Task to carry out:
Look below for the line with "Reviewer note: check that every instance of the bed", and from there restate every line word for word until the entries end.
------ Source material
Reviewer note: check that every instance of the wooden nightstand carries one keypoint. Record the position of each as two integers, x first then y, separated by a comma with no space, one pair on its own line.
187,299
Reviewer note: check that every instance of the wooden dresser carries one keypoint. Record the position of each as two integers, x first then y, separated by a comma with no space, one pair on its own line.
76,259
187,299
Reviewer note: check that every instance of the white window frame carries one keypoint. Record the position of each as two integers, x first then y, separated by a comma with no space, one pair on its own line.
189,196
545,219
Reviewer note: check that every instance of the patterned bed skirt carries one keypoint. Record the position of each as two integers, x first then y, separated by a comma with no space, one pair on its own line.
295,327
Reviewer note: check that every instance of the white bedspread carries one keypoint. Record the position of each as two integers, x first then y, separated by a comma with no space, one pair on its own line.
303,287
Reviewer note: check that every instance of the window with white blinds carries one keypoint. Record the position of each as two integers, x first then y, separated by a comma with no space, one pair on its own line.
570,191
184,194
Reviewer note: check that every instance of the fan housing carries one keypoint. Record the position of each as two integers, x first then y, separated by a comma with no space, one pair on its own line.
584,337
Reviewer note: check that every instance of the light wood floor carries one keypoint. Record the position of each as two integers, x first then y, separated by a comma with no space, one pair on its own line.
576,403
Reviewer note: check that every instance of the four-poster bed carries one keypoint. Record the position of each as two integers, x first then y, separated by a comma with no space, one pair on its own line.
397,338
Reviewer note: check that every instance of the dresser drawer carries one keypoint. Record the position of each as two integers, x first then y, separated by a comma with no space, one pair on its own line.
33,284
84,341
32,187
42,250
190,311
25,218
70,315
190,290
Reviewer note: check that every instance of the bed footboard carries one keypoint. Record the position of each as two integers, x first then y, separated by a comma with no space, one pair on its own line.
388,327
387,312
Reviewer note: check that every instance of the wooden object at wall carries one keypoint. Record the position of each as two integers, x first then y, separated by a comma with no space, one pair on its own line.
------------
Your response:
Reviewer note: check that every instance of the bed footboard carries one keypoint. Record the position of each as two integers, x first then y, separated by a comma with no space, one pair on its own line.
388,327
387,312
Reviewer note: check that every instance of the wooden object at wall carries one keypoint. Record the position of each as two integers, x first then y, separated by a comma with no space, one pair on its own line.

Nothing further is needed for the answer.